Position identification records:
— begin —
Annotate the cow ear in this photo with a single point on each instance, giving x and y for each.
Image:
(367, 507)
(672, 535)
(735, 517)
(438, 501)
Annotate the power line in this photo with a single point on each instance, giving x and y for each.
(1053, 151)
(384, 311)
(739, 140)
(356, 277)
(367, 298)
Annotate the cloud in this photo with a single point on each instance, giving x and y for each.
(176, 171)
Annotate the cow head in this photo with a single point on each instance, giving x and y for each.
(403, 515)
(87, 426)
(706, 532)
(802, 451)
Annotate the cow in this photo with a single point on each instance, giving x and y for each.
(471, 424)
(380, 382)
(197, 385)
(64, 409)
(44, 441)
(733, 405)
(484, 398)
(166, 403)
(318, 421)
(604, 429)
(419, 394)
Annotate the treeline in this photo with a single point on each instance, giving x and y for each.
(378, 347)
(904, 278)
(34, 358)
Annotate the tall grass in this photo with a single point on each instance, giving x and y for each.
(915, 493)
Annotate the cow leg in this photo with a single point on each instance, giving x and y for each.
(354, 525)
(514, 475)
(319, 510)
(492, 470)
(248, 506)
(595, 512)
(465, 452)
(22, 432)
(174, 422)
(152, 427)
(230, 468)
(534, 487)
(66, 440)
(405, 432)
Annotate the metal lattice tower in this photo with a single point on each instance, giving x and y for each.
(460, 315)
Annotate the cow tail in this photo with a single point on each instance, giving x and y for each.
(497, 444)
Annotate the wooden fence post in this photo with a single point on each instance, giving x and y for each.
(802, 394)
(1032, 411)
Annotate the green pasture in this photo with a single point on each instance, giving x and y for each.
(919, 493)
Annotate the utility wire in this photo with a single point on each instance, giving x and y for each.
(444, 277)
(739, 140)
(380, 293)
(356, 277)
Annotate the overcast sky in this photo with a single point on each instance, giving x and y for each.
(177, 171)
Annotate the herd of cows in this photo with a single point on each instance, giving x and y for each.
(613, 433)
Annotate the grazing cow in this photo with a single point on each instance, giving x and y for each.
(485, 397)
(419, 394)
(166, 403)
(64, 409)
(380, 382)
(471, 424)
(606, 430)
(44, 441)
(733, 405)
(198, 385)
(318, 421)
— end —
Description of the task:
Return all of the entries exactly as they were supplied.

Solution for this task:
Annotate the cow ear in this photo with a single point on each instance, giving x and y for each.
Image:
(367, 507)
(672, 535)
(735, 517)
(438, 501)
Annotate the power line in this photo with a single point on each instance, giving x and y for each.
(1053, 151)
(384, 311)
(739, 140)
(356, 277)
(367, 298)
Annotate the cloud in this photo with a single point on each instance, giving x and y for each.
(176, 171)
Annotate the cow head in this photo with a single point on each instance, giving x and y for each.
(403, 515)
(87, 426)
(706, 532)
(802, 451)
Annotate the cow in this photo with a single point on each instance, giving x and y for each.
(471, 424)
(380, 382)
(197, 385)
(64, 409)
(44, 441)
(733, 405)
(484, 398)
(166, 403)
(318, 421)
(604, 429)
(419, 394)
Annotate the treeline in this photo with a single point on each instance, giving x and y for each.
(378, 347)
(904, 278)
(34, 358)
Annotate the tall grass in this photo with a single point on each instance, giving x and y for each.
(915, 493)
Annotate the cow leg in this photo with a single point on each instance, giving x and y for each.
(354, 525)
(514, 475)
(319, 510)
(492, 470)
(248, 506)
(595, 512)
(465, 452)
(22, 432)
(174, 422)
(152, 427)
(230, 468)
(534, 487)
(66, 440)
(405, 432)
Annotate the metal lattice tower in this photo with a single point on each instance, giving x and y for each.
(460, 315)
Annotate the cow tail in this photo with a single point on each instance, giving x and y for each.
(497, 444)
Annotate the wooden fence post in this photo with a single point on each instance, giving x and y for each.
(802, 394)
(1032, 411)
Annotate the green pasture in this photo with a single point on each instance, giving x and y for each.
(919, 493)
Annotate the utility wire in this photo with a single point on each instance, giving x and y for each.
(444, 277)
(739, 140)
(380, 293)
(356, 277)
Annotate the overcast sky in this photo with a single point on each instance, giving x and y for each.
(177, 171)
Annotate the herd of cows in this photo with a single point on each instance, giving x and y for each.
(613, 433)
Annotate the grazing cow in this photo with a single point on each instance, giving x and y for each.
(485, 397)
(419, 394)
(166, 403)
(64, 409)
(380, 382)
(471, 424)
(606, 430)
(44, 441)
(733, 405)
(198, 385)
(318, 421)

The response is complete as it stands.